====== Stored data

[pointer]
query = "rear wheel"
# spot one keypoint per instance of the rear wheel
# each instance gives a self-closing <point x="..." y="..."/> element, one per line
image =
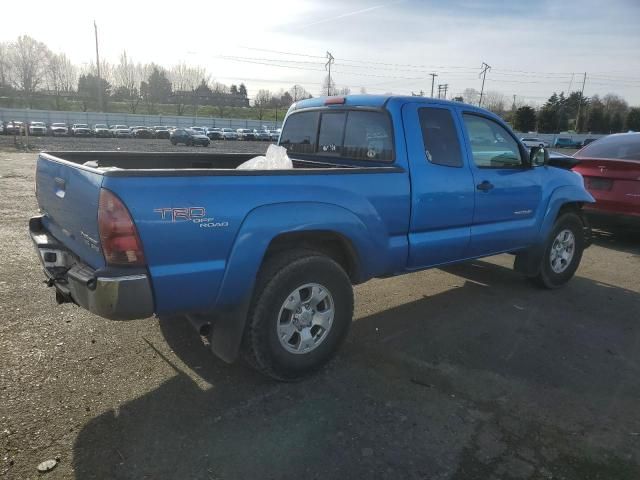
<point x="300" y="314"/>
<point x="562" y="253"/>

============
====== Stored data

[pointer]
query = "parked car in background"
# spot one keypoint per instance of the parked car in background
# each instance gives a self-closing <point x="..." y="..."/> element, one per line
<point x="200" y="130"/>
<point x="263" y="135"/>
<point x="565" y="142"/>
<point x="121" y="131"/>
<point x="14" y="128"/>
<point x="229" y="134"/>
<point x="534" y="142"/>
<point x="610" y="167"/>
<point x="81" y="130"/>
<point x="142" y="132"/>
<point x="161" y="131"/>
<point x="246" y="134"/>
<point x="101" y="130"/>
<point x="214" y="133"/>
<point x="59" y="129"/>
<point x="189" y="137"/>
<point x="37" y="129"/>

============
====== Stored data

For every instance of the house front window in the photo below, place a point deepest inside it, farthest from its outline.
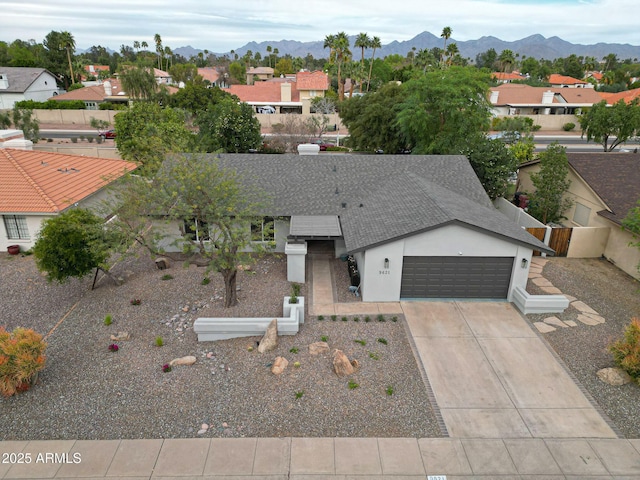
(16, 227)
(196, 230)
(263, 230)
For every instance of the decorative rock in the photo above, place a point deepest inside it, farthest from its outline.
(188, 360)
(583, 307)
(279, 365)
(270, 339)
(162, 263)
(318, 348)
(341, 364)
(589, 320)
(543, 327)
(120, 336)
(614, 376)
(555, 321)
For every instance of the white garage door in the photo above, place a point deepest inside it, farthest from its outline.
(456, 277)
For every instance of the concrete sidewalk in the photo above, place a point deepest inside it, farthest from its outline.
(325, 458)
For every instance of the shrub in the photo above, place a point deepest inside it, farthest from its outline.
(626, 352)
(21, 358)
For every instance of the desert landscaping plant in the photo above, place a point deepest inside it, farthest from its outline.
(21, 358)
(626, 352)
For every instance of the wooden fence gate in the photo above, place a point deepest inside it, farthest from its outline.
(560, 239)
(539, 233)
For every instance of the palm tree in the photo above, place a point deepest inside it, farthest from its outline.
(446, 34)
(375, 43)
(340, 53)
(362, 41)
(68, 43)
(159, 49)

============

◆ Work to be completed
Report every line in the data that holds "spot", copying each one.

◆ Answer space
# spot one keypoint per instance of the rear wheel
# spot one keypoint per instance of the parked car in background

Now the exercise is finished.